AIM OF THE TASK: Rewrite every item below as a JSON list of strings, one string per line, with blank lines dropped. Leave the pictures out of the list.

RECORDS SHOWN:
-- -- --

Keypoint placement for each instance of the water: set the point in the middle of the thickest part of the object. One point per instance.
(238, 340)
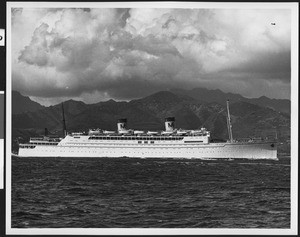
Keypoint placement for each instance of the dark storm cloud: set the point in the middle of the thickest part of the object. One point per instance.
(127, 53)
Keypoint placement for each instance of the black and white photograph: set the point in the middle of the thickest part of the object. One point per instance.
(151, 118)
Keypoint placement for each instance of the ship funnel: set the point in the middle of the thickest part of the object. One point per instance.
(170, 124)
(46, 132)
(122, 125)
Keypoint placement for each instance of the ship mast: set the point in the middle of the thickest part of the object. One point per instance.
(229, 124)
(64, 121)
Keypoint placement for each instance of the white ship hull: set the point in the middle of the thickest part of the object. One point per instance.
(189, 151)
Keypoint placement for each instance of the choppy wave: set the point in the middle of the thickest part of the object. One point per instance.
(158, 193)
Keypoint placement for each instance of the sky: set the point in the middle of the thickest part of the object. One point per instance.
(97, 54)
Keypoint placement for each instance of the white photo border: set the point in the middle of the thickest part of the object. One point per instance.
(162, 231)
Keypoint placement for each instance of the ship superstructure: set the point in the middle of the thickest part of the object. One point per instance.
(124, 142)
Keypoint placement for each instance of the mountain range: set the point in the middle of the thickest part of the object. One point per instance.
(191, 109)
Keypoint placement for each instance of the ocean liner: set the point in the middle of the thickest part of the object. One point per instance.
(170, 143)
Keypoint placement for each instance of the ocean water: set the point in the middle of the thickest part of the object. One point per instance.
(156, 193)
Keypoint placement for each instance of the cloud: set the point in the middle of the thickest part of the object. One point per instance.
(129, 53)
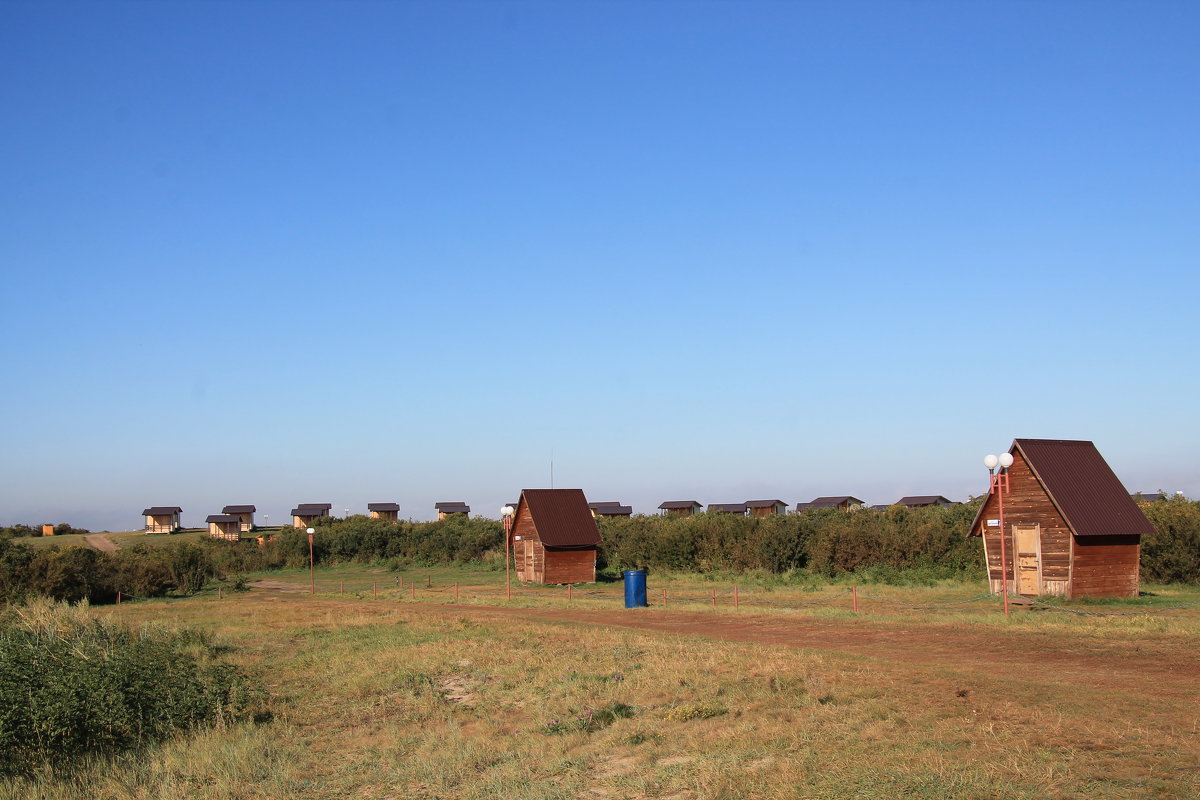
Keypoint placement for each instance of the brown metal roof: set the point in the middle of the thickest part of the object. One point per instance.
(562, 518)
(923, 500)
(1083, 486)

-- -- --

RESULT OF THIS TASK:
[
  "Keypoint placement for each instance of the water: set the point in the middle of the thickest part of the object. One point per instance.",
  "(238, 340)",
  "Keypoint placement for each instance of the dark storm cloud: set the point in the middle of the thickest part of the object. One point per instance.",
  "(127, 53)",
  "Keypoint placement for each instance of the black and white photograph: set the point in the middle of the thickest part of the object. One point per instance.",
  "(151, 118)",
  "Keypoint placement for each instance of the ship funnel: set the point in the middle of the thickest part of the object. One point per instance.",
  "(170, 124)",
  "(46, 132)",
  "(122, 125)",
  "Keypoint placement for each instance of the ship mast: set the point in the middle of the thickest part of the object. One point per instance.",
  "(229, 124)",
  "(64, 121)",
  "Keypoint placement for each instance of the white ship hull: set the point in the middle of the thickest part of the object. One point per instance.",
  "(189, 151)",
  "Keypoint placement for each instance of the choppy wave: set the point in the middle of the thickest part of the object. One point per instance.",
  "(158, 193)",
  "Keypoint placement for each instance of the sky: set the point in the middle of the thickest part of the object. One point per instance.",
  "(97, 54)",
  "Keypoint placement for each instance of the white photo border: set the point in the middle of the thickest part of the object. One point per instance.",
  "(162, 231)",
  "Keypoint placement for each instance of the ship superstructure: set the point in the middle of the thickest part of the object. One point per instance.",
  "(124, 142)",
  "Keypoint placement for each instance of the mountain range: set the point in the middle of the thickest part of the object. One point per instance.",
  "(191, 109)",
  "Keypoint placement for each instance of the ocean liner: set the point in the middle of the thickest part of the object. One point per instance.",
  "(170, 143)",
  "Keypoint placement for each instance of the ocean water: set the point in the middle of the thickest part of the object. One point per instance.",
  "(156, 193)",
  "Keypoint placement for each instance of the cloud: set the point in the middle of the thickest part of the object. One point per instance.",
  "(129, 53)",
  "Keypoint placement for each instance of the brown metal roof: set the point in the middle of the thickest part of the object. One point per instance.",
  "(562, 518)",
  "(923, 500)",
  "(1083, 486)"
]